**Records supplied:**
------------------------

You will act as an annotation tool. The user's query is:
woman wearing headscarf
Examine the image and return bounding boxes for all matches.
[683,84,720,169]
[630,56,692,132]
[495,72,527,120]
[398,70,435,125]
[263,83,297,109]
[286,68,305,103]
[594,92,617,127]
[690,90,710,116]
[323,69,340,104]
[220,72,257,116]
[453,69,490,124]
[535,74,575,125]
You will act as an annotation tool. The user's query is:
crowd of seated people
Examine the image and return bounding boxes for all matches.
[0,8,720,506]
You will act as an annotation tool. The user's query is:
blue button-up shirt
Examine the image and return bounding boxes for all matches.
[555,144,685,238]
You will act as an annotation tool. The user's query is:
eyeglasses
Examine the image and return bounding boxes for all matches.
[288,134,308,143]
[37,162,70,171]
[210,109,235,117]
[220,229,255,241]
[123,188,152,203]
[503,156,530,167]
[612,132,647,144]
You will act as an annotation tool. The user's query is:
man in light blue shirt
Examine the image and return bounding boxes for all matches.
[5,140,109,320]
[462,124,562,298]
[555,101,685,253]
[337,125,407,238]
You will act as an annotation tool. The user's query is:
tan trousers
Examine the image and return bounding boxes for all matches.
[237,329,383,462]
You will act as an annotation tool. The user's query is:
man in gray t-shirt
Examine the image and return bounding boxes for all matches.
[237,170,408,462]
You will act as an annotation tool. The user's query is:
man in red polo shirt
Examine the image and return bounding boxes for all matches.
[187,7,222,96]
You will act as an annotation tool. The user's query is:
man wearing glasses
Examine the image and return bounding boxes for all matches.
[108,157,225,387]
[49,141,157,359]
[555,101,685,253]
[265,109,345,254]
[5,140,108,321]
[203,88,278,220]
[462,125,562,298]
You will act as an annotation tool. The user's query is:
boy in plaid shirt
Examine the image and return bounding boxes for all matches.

------------------------

**Written instruction:** Render every line of the records above as a Markdown table with the columns Row and Line, numbering the rows in order and omitting blank lines.

**Solution to the problem:**
| Row | Line |
|---|---|
| 1 | You will act as an annotation tool. The user's query is: |
| 2 | woman wearing headscarf |
| 3 | Examine the image and return bounding boxes for all matches. |
| 4 | [683,84,720,169] |
| 5 | [630,56,692,132] |
| 6 | [495,72,527,120] |
| 7 | [398,70,435,125] |
| 8 | [263,83,297,109] |
| 9 | [286,68,305,103] |
| 10 | [594,92,617,127] |
| 11 | [690,90,710,116] |
| 12 | [323,69,340,104] |
| 13 | [220,72,257,116] |
| 14 | [453,69,490,124] |
| 15 | [535,74,575,125] |
| 16 | You will act as an annotation tool. The user's query is: |
| 17 | crowd of seated people |
| 18 | Examine the image and return bounding boxes for all matches. |
| 19 | [0,8,720,506] |
| 20 | You will act as an annotation tool. The user's query is: |
| 21 | blue button-up shirt |
| 22 | Examine the image and return bounding boxes for all matches. |
| 23 | [555,144,685,238] |
| 24 | You will act as an annotation tool. The user's query is: |
| 25 | eyeglasses |
| 26 | Examine the image and return bounding boxes for all matches. |
| 27 | [288,134,308,143] |
| 28 | [37,162,70,171] |
| 29 | [210,109,235,117] |
| 30 | [220,229,255,241] |
| 31 | [123,188,152,203] |
| 32 | [503,156,530,167] |
| 33 | [612,132,647,144] |
| 34 | You will act as an annotation tool. The user's query is: |
| 35 | man in light blue shirt |
| 36 | Examine the image and return bounding boxes for all matches. |
| 37 | [5,140,109,320] |
| 38 | [462,124,562,298] |
| 39 | [555,101,685,253] |
| 40 | [337,125,407,238] |
| 41 | You will act as an annotation tool. The user's query is: |
| 42 | tan trousers |
| 43 | Examine the image and return bounding boxes for all matches. |
| 44 | [237,329,383,462] |
| 45 | You will act as an annotation tool. The user's query is: |
| 46 | man in gray t-shirt |
| 47 | Examine the image and return bounding boxes for all matches. |
| 48 | [237,170,408,462] |
| 49 | You will act as an annotation tool. The user's query is: |
| 50 | man in red polo shirt |
| 51 | Examine the image and return bounding boxes for all matches. |
| 52 | [187,7,222,96] |
| 53 | You will act as an annotation tool. The user's query is: |
| 54 | man wearing glasses |
| 55 | Examine the image and return bounding boxes for all matches. |
| 56 | [108,157,225,387] |
| 57 | [49,141,157,359] |
| 58 | [555,101,685,253] |
| 59 | [265,109,345,254] |
| 60 | [5,140,108,321] |
| 61 | [203,88,278,220] |
| 62 | [462,125,562,298] |
| 63 | You will act as an annotation tool. The user's query is: |
| 64 | boy in plaid shirt |
| 65 | Examine the image and return bounding boxes for all matches. |